_To be done_: Recast the lines between the one containing "Spot distant rock" and the one containing "37, 11, 43, 24", inclusive, as a numbered list, omitting any blank lines.

_Data entries_:
## start
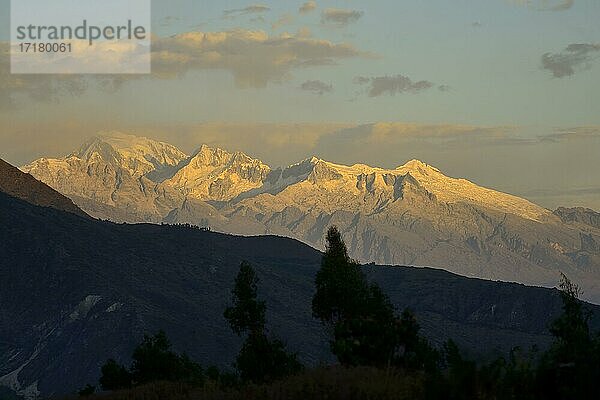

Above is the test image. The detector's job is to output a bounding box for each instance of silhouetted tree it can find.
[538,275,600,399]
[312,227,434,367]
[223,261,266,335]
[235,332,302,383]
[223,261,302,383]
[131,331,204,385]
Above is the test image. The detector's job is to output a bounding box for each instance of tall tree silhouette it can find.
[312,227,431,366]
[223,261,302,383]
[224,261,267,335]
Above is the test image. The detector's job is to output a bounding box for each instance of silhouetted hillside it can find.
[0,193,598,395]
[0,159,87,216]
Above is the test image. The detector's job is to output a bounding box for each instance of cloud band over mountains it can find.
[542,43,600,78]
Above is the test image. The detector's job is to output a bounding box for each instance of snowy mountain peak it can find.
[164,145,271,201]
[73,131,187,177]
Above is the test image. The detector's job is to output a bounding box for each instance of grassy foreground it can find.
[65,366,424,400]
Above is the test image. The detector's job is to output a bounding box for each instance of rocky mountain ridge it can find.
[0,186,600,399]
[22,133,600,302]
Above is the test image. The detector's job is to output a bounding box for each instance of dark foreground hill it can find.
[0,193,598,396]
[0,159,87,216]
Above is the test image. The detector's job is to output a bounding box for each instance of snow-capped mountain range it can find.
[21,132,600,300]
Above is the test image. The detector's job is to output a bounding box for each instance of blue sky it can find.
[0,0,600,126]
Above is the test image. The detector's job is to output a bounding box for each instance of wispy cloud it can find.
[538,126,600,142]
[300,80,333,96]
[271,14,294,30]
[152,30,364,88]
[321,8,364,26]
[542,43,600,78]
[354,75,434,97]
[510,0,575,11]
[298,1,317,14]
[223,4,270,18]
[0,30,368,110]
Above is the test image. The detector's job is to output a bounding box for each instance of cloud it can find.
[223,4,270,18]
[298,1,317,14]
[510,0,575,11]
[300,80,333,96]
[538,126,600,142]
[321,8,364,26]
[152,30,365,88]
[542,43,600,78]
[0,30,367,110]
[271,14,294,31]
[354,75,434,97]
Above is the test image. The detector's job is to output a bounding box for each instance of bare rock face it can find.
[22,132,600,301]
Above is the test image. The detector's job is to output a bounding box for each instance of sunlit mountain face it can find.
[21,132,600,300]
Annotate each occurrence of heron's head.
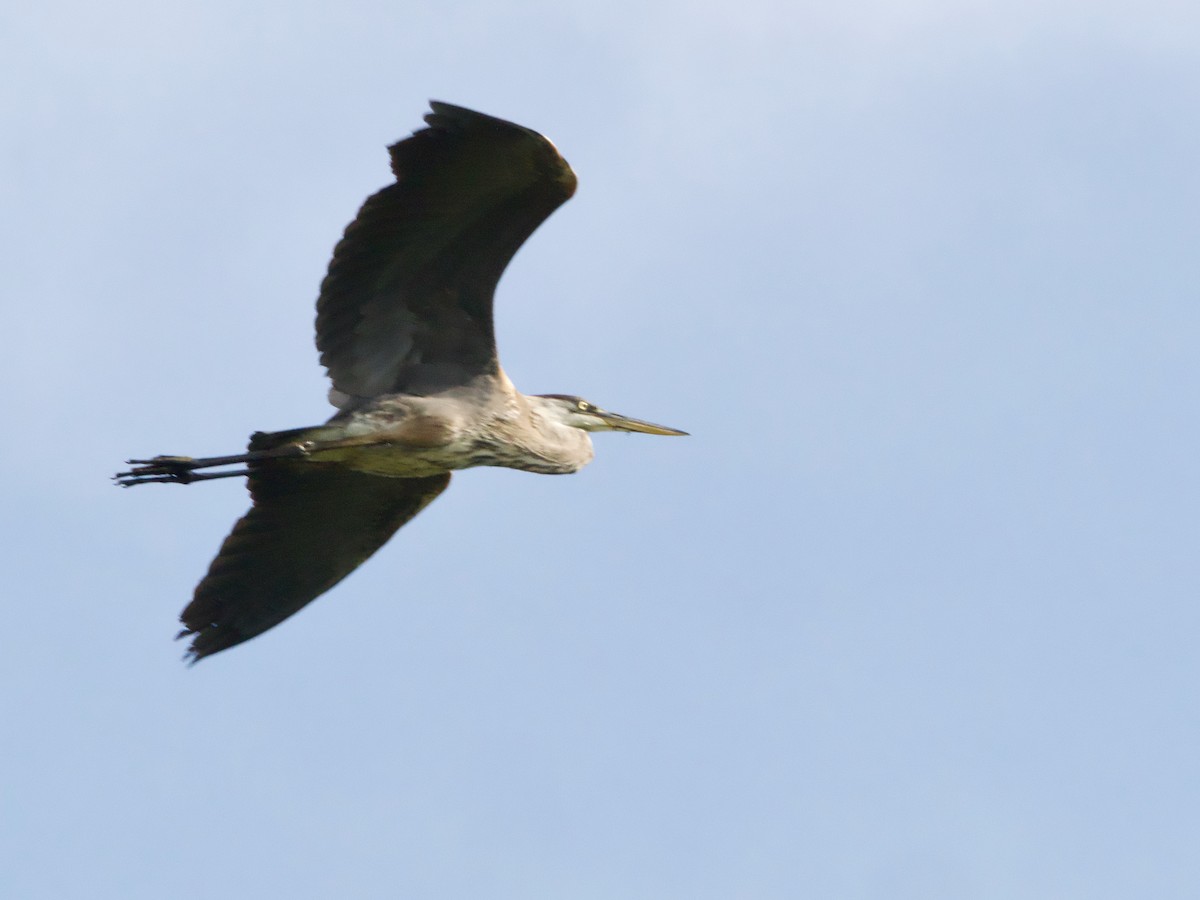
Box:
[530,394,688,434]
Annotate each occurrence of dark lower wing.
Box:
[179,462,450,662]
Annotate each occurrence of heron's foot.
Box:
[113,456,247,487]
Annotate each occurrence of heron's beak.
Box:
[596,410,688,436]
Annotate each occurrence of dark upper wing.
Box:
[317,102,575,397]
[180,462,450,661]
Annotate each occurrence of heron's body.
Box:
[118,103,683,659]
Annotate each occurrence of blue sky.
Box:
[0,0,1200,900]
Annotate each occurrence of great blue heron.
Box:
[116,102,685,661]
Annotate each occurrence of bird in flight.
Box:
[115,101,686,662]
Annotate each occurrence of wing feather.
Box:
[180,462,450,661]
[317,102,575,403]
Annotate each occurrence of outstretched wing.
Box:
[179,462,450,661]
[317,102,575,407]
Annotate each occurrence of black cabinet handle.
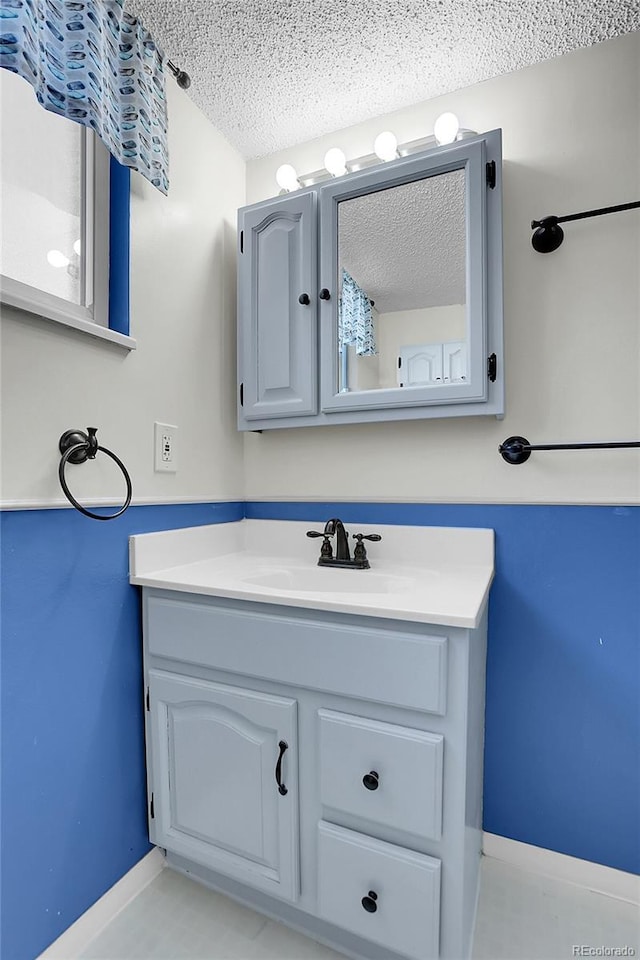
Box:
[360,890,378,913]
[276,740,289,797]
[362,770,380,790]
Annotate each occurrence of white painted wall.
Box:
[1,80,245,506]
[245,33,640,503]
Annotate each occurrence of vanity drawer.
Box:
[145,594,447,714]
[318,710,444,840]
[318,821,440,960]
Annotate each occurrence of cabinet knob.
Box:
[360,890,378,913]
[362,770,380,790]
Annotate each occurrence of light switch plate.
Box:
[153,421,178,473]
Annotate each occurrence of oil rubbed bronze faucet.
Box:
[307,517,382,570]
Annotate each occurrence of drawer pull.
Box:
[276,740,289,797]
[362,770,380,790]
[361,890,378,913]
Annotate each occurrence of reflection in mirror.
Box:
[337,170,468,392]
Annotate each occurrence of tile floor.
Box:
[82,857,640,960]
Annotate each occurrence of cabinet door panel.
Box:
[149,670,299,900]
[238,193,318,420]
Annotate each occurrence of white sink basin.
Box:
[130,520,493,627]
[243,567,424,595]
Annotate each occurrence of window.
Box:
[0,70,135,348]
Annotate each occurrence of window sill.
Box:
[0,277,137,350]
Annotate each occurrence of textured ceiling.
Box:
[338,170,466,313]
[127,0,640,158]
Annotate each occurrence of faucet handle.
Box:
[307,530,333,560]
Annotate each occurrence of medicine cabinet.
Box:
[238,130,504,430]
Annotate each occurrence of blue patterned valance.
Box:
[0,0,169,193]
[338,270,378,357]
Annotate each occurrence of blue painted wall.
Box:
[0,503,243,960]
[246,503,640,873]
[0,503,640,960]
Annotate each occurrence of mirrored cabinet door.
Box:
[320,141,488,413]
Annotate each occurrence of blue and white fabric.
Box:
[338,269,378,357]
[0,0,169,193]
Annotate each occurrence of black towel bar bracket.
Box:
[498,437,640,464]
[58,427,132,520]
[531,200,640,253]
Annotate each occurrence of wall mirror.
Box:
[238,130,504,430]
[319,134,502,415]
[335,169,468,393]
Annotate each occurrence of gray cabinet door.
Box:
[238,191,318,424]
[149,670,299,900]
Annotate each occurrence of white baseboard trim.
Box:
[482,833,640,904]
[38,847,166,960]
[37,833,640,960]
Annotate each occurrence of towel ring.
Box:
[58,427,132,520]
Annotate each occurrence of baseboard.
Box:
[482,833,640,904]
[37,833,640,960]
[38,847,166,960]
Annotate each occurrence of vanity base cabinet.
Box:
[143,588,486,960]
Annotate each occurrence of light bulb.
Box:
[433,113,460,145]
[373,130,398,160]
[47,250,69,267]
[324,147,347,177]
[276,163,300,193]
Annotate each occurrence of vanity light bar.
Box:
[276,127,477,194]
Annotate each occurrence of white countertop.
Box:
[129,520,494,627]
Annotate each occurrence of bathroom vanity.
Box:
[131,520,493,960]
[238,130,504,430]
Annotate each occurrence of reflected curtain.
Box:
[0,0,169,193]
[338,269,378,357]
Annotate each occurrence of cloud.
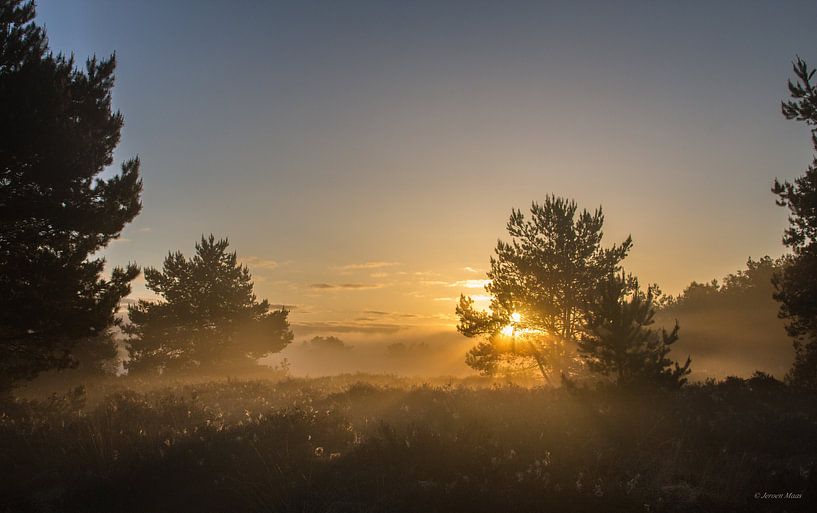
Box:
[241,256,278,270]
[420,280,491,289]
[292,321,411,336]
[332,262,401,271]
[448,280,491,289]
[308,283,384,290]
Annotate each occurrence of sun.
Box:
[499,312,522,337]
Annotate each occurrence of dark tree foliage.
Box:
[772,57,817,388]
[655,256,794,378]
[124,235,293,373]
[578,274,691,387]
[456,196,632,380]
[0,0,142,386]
## end
## start
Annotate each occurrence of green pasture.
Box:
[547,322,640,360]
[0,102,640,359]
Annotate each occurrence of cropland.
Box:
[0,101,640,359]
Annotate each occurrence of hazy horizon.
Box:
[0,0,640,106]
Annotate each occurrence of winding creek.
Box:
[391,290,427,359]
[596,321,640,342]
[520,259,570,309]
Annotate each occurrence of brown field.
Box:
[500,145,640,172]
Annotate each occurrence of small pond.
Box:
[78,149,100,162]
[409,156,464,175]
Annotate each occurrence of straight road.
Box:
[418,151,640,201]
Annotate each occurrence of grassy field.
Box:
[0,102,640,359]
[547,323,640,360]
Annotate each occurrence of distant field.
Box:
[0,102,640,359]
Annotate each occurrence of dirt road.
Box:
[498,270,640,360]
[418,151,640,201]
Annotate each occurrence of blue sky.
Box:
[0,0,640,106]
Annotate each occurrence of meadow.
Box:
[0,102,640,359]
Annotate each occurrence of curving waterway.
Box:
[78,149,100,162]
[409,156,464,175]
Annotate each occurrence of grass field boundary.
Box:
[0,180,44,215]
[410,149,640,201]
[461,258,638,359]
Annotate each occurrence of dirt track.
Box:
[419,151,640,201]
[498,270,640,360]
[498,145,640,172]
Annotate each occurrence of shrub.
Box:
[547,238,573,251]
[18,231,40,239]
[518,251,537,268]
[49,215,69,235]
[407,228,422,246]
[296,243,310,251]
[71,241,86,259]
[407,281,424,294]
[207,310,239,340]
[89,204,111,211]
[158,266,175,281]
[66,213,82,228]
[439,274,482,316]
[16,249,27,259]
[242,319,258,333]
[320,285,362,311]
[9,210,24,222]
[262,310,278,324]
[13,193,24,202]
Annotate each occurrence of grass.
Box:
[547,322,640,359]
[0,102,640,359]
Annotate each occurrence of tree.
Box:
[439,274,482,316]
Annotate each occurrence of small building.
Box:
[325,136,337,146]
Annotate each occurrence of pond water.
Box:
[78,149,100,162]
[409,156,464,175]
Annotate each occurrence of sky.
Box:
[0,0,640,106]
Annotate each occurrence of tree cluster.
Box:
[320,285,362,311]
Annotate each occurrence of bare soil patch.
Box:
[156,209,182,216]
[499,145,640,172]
## end
## start
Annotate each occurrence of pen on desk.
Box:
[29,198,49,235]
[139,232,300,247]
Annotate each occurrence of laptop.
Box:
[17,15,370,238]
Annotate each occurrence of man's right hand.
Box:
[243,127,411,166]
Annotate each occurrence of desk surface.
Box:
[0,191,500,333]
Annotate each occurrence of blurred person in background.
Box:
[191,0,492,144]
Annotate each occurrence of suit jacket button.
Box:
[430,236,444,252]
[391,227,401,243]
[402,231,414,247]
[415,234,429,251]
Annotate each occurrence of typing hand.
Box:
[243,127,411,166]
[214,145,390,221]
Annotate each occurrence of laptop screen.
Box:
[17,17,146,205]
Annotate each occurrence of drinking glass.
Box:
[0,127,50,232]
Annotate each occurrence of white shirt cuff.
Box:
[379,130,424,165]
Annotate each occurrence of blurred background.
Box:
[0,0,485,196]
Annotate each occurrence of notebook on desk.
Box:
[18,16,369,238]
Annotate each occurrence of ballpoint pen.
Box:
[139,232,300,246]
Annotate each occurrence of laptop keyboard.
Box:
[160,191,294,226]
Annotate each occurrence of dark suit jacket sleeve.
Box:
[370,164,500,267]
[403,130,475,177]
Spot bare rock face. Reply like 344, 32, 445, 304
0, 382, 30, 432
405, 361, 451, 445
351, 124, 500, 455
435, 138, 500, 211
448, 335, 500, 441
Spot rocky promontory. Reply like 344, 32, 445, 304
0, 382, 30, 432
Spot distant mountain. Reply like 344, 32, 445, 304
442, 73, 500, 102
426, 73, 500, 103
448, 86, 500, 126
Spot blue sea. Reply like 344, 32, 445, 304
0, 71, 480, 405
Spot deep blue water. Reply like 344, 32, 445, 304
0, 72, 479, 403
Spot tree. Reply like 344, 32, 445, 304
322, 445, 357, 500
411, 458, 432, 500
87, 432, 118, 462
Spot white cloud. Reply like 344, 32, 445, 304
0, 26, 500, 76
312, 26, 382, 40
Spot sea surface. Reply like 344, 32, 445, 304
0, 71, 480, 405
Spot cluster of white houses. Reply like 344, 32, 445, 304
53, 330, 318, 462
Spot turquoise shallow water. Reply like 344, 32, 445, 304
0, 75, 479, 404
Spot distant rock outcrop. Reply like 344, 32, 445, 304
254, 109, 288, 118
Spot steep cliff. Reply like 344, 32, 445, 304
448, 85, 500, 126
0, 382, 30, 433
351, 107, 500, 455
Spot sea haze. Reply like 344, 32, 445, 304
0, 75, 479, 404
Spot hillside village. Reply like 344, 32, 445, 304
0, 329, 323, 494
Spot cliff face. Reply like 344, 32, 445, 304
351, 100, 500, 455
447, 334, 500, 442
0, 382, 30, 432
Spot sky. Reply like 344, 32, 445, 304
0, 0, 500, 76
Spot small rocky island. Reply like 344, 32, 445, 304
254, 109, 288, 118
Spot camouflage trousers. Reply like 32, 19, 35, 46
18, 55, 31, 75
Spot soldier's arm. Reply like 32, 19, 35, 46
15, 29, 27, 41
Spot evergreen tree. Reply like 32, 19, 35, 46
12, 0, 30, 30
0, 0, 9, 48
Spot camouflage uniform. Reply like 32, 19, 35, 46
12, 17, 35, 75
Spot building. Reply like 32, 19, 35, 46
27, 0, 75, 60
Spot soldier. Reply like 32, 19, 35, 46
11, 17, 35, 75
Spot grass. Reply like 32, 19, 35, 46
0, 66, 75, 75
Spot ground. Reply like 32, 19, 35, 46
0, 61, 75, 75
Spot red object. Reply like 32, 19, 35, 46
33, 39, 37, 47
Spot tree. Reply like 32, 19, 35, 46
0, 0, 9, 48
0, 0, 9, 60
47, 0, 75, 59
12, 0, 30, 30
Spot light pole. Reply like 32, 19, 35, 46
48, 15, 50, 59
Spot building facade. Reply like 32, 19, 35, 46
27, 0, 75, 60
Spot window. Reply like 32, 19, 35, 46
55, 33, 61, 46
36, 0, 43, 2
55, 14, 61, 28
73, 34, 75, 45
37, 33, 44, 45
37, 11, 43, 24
## end
_Written reply_:
1. Spot distant rock outcrop. Reply like 344, 32, 445, 304
2. 254, 109, 288, 118
3. Spot steep cliff. Reply like 344, 32, 445, 304
4. 448, 85, 500, 126
5. 0, 382, 30, 433
6. 351, 107, 500, 455
7. Spot sea haze. Reply like 344, 32, 445, 304
8. 0, 75, 479, 404
9. Spot hillside village. Reply like 344, 32, 445, 304
10. 0, 329, 323, 494
11. Spot cliff face. Reply like 344, 32, 445, 304
12. 351, 100, 500, 455
13. 447, 334, 500, 442
14. 0, 382, 30, 432
15. Spot sky. Reply like 344, 32, 445, 304
16. 0, 0, 500, 76
17. Spot small rocky island. Reply like 344, 32, 445, 304
18. 254, 109, 288, 118
19. Spot camouflage trousers. Reply like 32, 19, 35, 46
20. 18, 55, 31, 75
21. Spot soldier's arm. Reply like 32, 19, 35, 46
22. 15, 29, 27, 41
23. Spot evergreen tree. Reply like 32, 19, 35, 46
24. 12, 0, 30, 30
25. 0, 0, 9, 48
26. Spot camouflage uniform. Reply like 32, 19, 35, 46
27. 12, 17, 35, 75
28. Spot building. Reply like 32, 19, 35, 46
29. 27, 0, 75, 60
30. Spot soldier. Reply like 32, 19, 35, 46
31. 11, 17, 35, 75
32. Spot grass. Reply like 32, 19, 35, 46
33. 0, 66, 75, 75
34. Spot ground. Reply like 32, 19, 35, 46
35. 0, 61, 75, 75
36. Spot red object. Reply like 32, 19, 35, 46
37. 33, 39, 37, 47
38. Spot tree. Reply like 32, 19, 35, 46
39. 0, 0, 9, 48
40. 0, 0, 9, 60
41. 47, 0, 75, 59
42. 12, 0, 30, 30
43. Spot light pole. Reply like 32, 19, 35, 46
44. 48, 15, 50, 59
45. Spot building facade. Reply like 32, 19, 35, 46
46. 27, 0, 75, 60
47. Spot window. Reply like 32, 19, 35, 46
48. 55, 33, 61, 46
49. 36, 0, 43, 2
50. 55, 14, 61, 28
51. 73, 34, 75, 45
52. 37, 33, 44, 45
53. 37, 11, 43, 24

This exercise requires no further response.